Return every line of the records below verbatim, with no pictures in the copy.

*** Provided records ***

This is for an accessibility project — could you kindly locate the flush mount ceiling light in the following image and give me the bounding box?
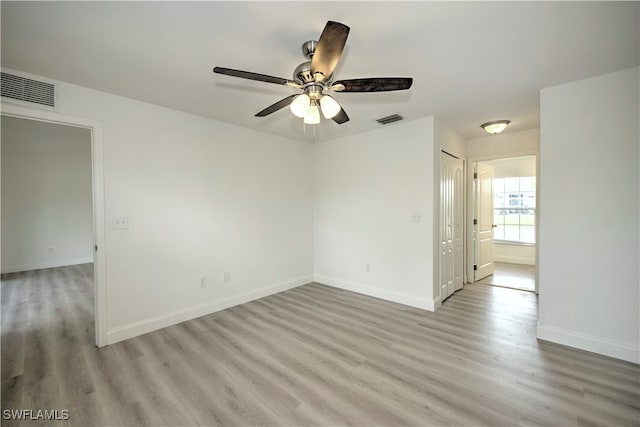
[481,120,511,135]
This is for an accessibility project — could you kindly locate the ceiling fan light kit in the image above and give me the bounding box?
[319,95,341,119]
[304,102,321,125]
[481,120,511,135]
[290,94,311,118]
[213,20,413,129]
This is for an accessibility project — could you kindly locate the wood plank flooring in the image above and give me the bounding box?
[2,264,639,426]
[477,262,536,292]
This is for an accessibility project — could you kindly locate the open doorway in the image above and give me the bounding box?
[0,107,106,347]
[1,116,95,350]
[2,116,93,272]
[469,155,537,292]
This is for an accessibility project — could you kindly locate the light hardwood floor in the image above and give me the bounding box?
[477,262,536,292]
[2,264,639,426]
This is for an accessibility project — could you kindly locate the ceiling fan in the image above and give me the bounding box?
[213,21,413,125]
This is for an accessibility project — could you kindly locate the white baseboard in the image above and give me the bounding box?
[106,274,313,345]
[1,256,94,274]
[494,255,535,265]
[537,324,639,364]
[314,273,436,312]
[432,295,442,310]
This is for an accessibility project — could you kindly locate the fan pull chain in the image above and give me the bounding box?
[302,123,317,141]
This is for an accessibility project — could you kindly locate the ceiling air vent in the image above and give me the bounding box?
[376,114,403,125]
[1,72,55,107]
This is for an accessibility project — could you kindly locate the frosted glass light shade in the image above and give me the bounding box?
[290,94,311,118]
[320,95,341,119]
[304,105,320,124]
[481,120,510,135]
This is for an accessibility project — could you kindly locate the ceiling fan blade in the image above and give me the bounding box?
[214,67,300,87]
[255,94,298,117]
[311,21,350,82]
[332,77,413,92]
[332,107,350,124]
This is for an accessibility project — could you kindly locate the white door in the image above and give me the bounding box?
[474,162,495,281]
[440,152,464,301]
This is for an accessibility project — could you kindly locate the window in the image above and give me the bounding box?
[493,176,535,243]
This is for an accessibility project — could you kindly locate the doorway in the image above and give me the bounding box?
[1,104,106,346]
[469,155,537,293]
[2,117,93,273]
[1,116,96,349]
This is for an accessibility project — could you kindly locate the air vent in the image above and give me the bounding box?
[1,72,55,107]
[376,114,403,125]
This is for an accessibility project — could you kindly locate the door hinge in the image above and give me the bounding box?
[473,265,477,271]
[473,172,478,179]
[94,245,98,252]
[473,219,477,225]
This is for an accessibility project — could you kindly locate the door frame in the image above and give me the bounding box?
[466,150,539,294]
[1,102,108,346]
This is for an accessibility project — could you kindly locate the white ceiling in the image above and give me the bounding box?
[1,1,638,142]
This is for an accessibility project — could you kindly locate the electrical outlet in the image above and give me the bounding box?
[366,264,371,272]
[224,272,231,283]
[47,246,54,254]
[199,276,208,288]
[412,213,423,223]
[112,216,129,230]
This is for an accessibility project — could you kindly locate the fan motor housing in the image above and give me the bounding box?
[293,61,313,84]
[302,40,318,59]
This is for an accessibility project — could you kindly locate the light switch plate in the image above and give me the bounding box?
[112,216,129,230]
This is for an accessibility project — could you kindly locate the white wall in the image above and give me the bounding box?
[467,128,539,159]
[1,68,313,344]
[313,117,466,310]
[1,117,93,273]
[493,244,535,266]
[538,67,639,363]
[484,155,536,178]
[314,117,437,310]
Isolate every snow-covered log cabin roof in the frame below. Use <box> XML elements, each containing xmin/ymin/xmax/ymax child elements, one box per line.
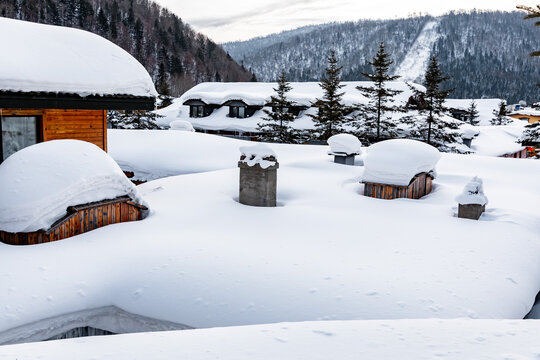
<box><xmin>362</xmin><ymin>139</ymin><xmax>441</xmax><ymax>186</ymax></box>
<box><xmin>180</xmin><ymin>81</ymin><xmax>425</xmax><ymax>107</ymax></box>
<box><xmin>0</xmin><ymin>140</ymin><xmax>146</xmax><ymax>233</ymax></box>
<box><xmin>0</xmin><ymin>18</ymin><xmax>157</xmax><ymax>110</ymax></box>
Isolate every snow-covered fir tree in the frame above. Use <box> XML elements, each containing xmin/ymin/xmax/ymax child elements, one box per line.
<box><xmin>490</xmin><ymin>100</ymin><xmax>512</xmax><ymax>125</ymax></box>
<box><xmin>409</xmin><ymin>56</ymin><xmax>463</xmax><ymax>152</ymax></box>
<box><xmin>257</xmin><ymin>71</ymin><xmax>300</xmax><ymax>143</ymax></box>
<box><xmin>353</xmin><ymin>42</ymin><xmax>402</xmax><ymax>143</ymax></box>
<box><xmin>108</xmin><ymin>110</ymin><xmax>163</xmax><ymax>129</ymax></box>
<box><xmin>519</xmin><ymin>122</ymin><xmax>540</xmax><ymax>155</ymax></box>
<box><xmin>465</xmin><ymin>99</ymin><xmax>480</xmax><ymax>126</ymax></box>
<box><xmin>308</xmin><ymin>50</ymin><xmax>349</xmax><ymax>140</ymax></box>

*** End of Provided records ***

Answer section
This is for an accessibility project — could you kindly locate the flush mount ceiling light in the following image and give me the bounding box?
[481,120,511,135]
This is for an accessibility project — could you kindly locate the ceiling fan light kit in the image above and give me the bounding box?
[319,95,341,119]
[304,102,321,125]
[481,120,511,135]
[290,94,311,118]
[213,20,413,129]
This is for an accessibility project — could you kindly locate the wood plank flooring in the image above and give me the bounding box?
[2,264,639,426]
[477,262,536,292]
This is for an accessibility project — could you kindly locate the open doorway in the image above and give me the bounding box?
[0,107,106,347]
[1,116,95,350]
[2,116,93,272]
[469,155,537,292]
This is for an accessibility project — could you kindly locate the light hardwood floor in the image above and give me the bounding box?
[477,262,536,292]
[2,264,639,426]
This is for an accessibility project — could you kindly locate the ceiling fan in the image above and give me the bounding box?
[213,21,413,125]
This is for an accessibility project — could you kindly locate the white baseboard in the image above and give me the bounding box?
[106,274,313,345]
[1,256,94,274]
[494,255,535,265]
[537,324,639,364]
[314,273,436,312]
[432,295,442,310]
This is for an accessibility project — could you kindly locate the fan pull chain in the image above and give me the bounding box?
[302,123,317,141]
This is for an accessibility project — could you kindly locate the ceiling air vent in the image above and give me the bounding box?
[376,114,403,125]
[1,72,55,107]
This is for an accessibility project — could you kindly locate the frosted glass light shade in the image above and give me the bounding box?
[290,94,311,118]
[320,95,341,119]
[304,105,320,124]
[481,120,510,135]
This is for an accessibility project — could you kindly locate the ceiling fan blade in the image above and give me the bounding box?
[214,67,300,87]
[255,94,298,117]
[311,21,350,82]
[332,77,413,92]
[332,107,350,124]
This is for an accessibility project — could you kindly locate the white door in the image above and give me the bounding box?
[474,162,495,281]
[440,152,464,301]
This is for an accessibility project — could you kindly locate the window in the image above and give me the bounding box?
[493,176,535,243]
This is for an accessibility project — could you kindly locate the doorway in the image above and give me the bounding box?
[1,104,106,346]
[469,155,537,293]
[2,117,93,273]
[1,116,96,349]
This is for an accessibility project — could you kindly locate the air vent in the image above and give me the bounding box?
[1,72,55,107]
[376,114,403,125]
This is for an accessibility project — could you kindly locate the door hinge in the image above and give me the bounding box?
[473,265,477,271]
[473,172,478,179]
[94,245,98,252]
[473,219,477,225]
This is for an accessibility project — could you kindly locate the door frame in the image above and give me the bounding box?
[466,150,539,294]
[1,102,108,346]
This is for an accessibility project — could you kindly locate the white ceiling in the image above and give me the bounding box?
[1,1,638,142]
This is for an accessibility project — could you kindly locate the electrical outlet in the image above and give me the bounding box?
[366,264,371,272]
[224,272,231,283]
[47,246,54,254]
[199,276,208,288]
[412,213,423,223]
[112,216,129,230]
This is for an accessibility project — could you kindly locate the fan motor housing in the image above and give me the bounding box?
[293,61,313,84]
[302,40,318,59]
This is for an accessibility project — could you kindly locate the light switch plate in the image above and give me the bounding box?
[112,216,129,230]
This is for an accessibility project — could you kindly locate the white wall in the image above and give me the bounding box?
[467,128,539,159]
[1,68,313,344]
[313,117,466,310]
[1,117,93,273]
[493,244,535,266]
[538,67,639,363]
[484,155,536,178]
[314,117,437,310]
Isolate every snow-covered log cabin roof in the frame below. Use <box> XML elements, each containing xmin/ymin/xmax/ymax child elements, one box per line.
<box><xmin>362</xmin><ymin>139</ymin><xmax>441</xmax><ymax>186</ymax></box>
<box><xmin>180</xmin><ymin>81</ymin><xmax>425</xmax><ymax>107</ymax></box>
<box><xmin>0</xmin><ymin>140</ymin><xmax>146</xmax><ymax>233</ymax></box>
<box><xmin>0</xmin><ymin>18</ymin><xmax>157</xmax><ymax>110</ymax></box>
Isolate every snow-covered fir tree in the frame above. Use <box> XML elements, each containing xmin/ymin/xmax/ymax child elements, one box per line.
<box><xmin>490</xmin><ymin>100</ymin><xmax>512</xmax><ymax>125</ymax></box>
<box><xmin>409</xmin><ymin>56</ymin><xmax>463</xmax><ymax>152</ymax></box>
<box><xmin>257</xmin><ymin>71</ymin><xmax>300</xmax><ymax>143</ymax></box>
<box><xmin>353</xmin><ymin>42</ymin><xmax>402</xmax><ymax>143</ymax></box>
<box><xmin>108</xmin><ymin>110</ymin><xmax>163</xmax><ymax>129</ymax></box>
<box><xmin>519</xmin><ymin>122</ymin><xmax>540</xmax><ymax>155</ymax></box>
<box><xmin>465</xmin><ymin>99</ymin><xmax>480</xmax><ymax>126</ymax></box>
<box><xmin>308</xmin><ymin>50</ymin><xmax>349</xmax><ymax>140</ymax></box>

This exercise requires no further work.